→ **Task to complete**
Count the lines in the entries below that contain the string "tree", with case counting, and reply with the number alone.

begin

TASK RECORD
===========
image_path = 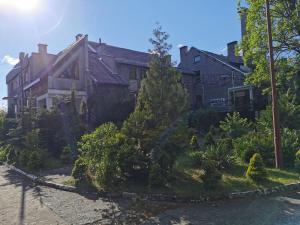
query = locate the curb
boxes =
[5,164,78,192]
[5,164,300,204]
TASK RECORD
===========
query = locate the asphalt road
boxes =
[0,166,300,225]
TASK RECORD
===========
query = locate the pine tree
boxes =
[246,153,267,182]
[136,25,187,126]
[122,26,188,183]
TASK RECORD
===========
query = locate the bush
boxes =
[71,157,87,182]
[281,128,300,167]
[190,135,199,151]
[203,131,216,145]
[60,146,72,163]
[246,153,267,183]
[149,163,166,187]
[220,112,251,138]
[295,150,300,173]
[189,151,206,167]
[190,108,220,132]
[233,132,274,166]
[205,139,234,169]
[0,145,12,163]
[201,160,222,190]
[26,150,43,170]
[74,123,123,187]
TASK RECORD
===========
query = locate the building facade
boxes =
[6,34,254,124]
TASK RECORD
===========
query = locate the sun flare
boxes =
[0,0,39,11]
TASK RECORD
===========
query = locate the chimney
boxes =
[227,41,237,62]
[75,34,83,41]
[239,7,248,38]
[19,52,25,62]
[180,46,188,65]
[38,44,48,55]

end
begin

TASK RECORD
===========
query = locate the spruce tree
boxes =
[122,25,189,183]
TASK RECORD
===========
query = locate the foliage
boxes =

end
begin

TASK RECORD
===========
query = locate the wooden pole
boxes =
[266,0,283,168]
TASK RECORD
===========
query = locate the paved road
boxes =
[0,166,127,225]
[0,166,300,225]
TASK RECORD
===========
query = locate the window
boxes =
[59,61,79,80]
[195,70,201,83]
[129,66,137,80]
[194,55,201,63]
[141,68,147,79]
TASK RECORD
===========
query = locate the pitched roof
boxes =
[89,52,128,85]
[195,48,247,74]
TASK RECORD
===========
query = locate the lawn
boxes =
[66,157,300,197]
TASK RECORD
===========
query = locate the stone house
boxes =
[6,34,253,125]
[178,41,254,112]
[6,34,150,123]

end

→ **Exercise result**
2